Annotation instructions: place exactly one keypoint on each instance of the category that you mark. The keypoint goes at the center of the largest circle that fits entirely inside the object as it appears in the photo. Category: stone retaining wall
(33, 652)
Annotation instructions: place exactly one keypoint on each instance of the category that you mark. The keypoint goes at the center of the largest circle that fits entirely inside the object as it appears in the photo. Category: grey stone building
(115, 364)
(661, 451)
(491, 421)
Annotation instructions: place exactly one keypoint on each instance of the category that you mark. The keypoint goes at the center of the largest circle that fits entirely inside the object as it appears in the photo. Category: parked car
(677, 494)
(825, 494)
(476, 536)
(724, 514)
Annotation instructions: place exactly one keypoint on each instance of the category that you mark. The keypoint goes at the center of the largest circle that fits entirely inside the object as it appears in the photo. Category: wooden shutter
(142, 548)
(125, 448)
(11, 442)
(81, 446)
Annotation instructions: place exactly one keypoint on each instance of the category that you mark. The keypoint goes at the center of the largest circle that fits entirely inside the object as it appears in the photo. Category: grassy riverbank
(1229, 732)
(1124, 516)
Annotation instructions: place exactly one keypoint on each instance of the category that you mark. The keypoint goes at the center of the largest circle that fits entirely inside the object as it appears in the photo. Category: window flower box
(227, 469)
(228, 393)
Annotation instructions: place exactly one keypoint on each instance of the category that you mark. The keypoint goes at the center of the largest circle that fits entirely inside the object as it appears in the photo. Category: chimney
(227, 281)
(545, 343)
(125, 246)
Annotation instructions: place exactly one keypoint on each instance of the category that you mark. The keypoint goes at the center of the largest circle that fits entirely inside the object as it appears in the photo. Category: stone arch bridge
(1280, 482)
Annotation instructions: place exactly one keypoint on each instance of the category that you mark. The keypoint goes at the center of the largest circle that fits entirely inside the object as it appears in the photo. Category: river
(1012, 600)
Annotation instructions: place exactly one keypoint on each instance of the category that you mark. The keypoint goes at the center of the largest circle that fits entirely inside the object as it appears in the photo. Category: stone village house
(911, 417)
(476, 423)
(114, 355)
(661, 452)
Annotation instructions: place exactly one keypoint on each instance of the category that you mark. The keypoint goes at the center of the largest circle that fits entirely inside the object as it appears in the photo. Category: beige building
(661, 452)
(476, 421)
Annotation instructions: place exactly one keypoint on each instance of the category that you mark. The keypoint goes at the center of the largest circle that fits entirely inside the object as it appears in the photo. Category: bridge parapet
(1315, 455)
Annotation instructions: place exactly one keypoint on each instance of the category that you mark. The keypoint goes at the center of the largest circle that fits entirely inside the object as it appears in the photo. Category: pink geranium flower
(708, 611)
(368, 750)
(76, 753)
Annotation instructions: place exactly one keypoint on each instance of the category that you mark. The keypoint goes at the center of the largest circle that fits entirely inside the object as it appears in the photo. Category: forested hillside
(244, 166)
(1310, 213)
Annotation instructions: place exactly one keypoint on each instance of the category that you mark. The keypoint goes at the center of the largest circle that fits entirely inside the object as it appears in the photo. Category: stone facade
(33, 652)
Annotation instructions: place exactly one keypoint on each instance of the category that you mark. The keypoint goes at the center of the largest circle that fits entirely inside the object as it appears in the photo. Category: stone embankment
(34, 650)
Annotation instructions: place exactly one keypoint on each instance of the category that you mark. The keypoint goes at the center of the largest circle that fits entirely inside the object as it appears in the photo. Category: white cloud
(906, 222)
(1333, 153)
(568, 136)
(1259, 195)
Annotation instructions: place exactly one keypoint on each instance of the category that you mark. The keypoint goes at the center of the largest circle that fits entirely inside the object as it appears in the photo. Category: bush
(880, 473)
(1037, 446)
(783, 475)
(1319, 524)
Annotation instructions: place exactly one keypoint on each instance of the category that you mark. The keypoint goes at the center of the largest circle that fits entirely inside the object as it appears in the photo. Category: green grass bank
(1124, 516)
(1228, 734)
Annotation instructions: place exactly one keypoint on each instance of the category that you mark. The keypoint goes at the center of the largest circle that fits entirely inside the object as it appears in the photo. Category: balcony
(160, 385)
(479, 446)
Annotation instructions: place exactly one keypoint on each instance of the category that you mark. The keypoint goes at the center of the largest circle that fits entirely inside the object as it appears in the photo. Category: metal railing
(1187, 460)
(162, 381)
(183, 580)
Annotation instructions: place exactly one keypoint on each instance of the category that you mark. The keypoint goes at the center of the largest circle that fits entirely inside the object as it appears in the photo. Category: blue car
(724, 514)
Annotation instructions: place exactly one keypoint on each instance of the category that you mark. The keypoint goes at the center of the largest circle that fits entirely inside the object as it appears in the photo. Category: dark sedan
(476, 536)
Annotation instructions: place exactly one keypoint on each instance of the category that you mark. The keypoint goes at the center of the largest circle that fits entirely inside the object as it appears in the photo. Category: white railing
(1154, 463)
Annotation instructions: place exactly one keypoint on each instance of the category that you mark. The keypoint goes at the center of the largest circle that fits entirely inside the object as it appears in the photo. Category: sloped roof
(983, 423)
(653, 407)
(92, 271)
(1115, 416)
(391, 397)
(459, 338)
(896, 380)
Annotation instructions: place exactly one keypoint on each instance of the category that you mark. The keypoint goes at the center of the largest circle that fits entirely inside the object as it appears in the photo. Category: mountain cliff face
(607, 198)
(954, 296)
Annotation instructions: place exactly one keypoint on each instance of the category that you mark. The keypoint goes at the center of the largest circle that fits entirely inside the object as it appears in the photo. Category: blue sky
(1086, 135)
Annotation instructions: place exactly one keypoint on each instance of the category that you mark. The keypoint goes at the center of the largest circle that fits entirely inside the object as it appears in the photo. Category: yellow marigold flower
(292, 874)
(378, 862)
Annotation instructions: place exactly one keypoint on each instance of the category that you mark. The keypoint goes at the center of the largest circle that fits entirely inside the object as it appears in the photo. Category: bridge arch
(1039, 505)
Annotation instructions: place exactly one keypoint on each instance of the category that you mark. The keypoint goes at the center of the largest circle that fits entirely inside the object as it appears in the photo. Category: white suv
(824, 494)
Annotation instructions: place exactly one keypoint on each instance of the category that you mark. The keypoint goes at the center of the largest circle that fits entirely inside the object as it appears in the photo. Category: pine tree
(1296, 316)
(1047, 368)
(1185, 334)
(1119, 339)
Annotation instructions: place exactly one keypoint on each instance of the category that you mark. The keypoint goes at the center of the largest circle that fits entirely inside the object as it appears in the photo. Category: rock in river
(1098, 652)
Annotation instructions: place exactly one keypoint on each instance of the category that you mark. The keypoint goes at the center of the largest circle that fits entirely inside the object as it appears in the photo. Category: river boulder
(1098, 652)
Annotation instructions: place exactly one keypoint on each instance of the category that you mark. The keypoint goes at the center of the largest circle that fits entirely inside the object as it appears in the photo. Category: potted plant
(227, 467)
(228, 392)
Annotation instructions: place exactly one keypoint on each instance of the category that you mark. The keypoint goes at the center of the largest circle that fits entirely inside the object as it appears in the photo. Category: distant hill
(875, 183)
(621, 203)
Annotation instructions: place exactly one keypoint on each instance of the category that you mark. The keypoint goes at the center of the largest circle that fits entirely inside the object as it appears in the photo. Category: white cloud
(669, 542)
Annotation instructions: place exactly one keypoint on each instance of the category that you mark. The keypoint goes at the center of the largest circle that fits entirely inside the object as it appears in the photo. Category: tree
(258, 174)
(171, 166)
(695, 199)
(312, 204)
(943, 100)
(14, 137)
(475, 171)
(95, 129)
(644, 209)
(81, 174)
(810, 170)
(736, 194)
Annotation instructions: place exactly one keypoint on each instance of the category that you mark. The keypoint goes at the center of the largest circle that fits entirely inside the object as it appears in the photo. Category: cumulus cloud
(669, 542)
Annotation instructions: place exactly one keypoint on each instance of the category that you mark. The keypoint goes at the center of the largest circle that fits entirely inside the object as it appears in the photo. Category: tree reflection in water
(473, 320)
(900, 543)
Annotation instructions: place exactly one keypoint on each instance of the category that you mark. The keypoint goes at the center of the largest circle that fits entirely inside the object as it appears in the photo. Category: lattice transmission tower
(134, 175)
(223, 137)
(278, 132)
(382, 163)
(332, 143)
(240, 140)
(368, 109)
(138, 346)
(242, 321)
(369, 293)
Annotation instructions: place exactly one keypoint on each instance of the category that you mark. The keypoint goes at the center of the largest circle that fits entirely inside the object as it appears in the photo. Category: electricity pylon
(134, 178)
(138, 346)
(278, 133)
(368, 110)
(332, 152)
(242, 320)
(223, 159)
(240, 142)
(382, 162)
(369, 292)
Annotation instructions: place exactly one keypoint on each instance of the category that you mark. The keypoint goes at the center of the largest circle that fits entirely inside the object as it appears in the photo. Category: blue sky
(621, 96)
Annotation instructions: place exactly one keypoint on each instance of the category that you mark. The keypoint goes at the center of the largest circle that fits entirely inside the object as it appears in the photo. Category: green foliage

**INSTRUCTION:** Return the line that contains "lattice transmission tower" and all lines after it, verbatim, and nothing else.

**RESULT BELOW:**
Annotation instructions: place exactly one keypoint on each instance of the category that you mark. The keypoint goes at the center of the largest circle that fits entirely inside the object as it appears in the photo. Category: lattice transmission tower
(134, 175)
(223, 137)
(278, 132)
(382, 163)
(332, 143)
(240, 140)
(368, 109)
(138, 346)
(242, 321)
(369, 293)
Annotation instructions: place exactly one keypoint on each instance of the category that you mark. The keypoint goes at the center of the largest circle that fits entirely inside the object as it appears in the photo. Category: electricity pylon
(134, 178)
(138, 346)
(278, 133)
(368, 110)
(332, 152)
(242, 320)
(223, 159)
(240, 142)
(382, 162)
(369, 292)
Annotation instructions: place exactly one keypoint on each instance of the category that you mark. The keypoint goes at the center of the largest circle that fits entirely inside the object as it appears in the photo. Category: blue sky
(621, 96)
Annotation instructions: place exactly one keypoint on each instance of the category that you mark. The keypoint goes at the center of the largest circle that fits entirely inside the object as it appears in the photo. Category: green foliage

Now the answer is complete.